__PROBLEM DETAILS__
Please find every row below that contains the string "then" and copy each of those rows in full. Matches must have the same uppercase and lowercase letters.

Top of EXERCISE INPUT

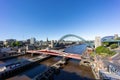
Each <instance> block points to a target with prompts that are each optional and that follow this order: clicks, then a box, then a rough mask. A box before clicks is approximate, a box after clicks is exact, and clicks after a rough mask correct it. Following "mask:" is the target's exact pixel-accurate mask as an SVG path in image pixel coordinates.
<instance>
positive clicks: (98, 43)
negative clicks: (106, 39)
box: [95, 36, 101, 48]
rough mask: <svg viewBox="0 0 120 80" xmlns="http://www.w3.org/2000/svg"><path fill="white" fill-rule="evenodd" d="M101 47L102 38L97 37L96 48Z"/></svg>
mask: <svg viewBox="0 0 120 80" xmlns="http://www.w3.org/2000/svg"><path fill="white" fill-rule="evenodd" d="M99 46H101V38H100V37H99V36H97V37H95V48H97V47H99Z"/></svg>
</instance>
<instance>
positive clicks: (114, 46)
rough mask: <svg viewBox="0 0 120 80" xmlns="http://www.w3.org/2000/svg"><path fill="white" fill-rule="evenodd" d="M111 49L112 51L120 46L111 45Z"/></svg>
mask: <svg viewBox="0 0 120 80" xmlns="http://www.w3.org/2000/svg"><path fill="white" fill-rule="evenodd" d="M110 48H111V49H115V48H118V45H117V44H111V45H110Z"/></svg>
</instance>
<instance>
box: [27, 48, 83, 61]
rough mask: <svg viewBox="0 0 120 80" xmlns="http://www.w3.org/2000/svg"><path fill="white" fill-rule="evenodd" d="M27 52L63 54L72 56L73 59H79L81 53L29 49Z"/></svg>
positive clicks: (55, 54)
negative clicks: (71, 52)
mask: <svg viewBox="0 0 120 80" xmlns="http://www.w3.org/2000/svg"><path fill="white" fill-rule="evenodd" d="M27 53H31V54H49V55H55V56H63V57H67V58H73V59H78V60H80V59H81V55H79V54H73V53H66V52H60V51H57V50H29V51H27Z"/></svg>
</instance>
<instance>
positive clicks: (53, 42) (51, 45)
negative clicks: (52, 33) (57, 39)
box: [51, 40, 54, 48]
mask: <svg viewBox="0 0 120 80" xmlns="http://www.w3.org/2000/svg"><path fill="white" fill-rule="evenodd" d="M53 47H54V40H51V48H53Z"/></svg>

Bottom of EXERCISE INPUT
Top of EXERCISE INPUT

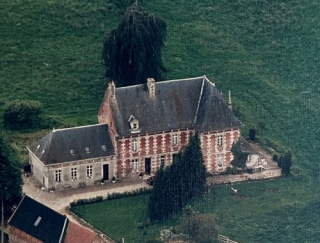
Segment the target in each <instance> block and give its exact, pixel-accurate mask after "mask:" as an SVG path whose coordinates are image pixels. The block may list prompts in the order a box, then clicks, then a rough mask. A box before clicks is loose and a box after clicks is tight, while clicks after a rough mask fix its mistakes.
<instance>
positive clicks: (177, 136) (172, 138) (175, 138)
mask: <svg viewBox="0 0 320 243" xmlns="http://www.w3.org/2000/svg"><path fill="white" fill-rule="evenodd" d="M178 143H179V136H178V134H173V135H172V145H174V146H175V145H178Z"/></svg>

Bottom of EXERCISE INPUT

__RESPONSE AREA__
Each <instance> block points to a target with prompts that are each optional and that follow this order: clicks, then a box, then a rough mask. A box before clicks is approximate, a box after clicks is exact, and clicks after a rough mask correct it. Following "mask:" is the target's exact pixel-accurate mask as an SVG path in image pixel coordinates.
Segment the target in each <instance> block and give its exact, pixel-accurate mask after "mask:" as an SVG path whose coordinates are image pixels. The block may list prompts in the order a box, then clicks, then a rough mask. A box before clicks is loose and a box after clicks is tight, while clicks after a rough mask fix its mistakes.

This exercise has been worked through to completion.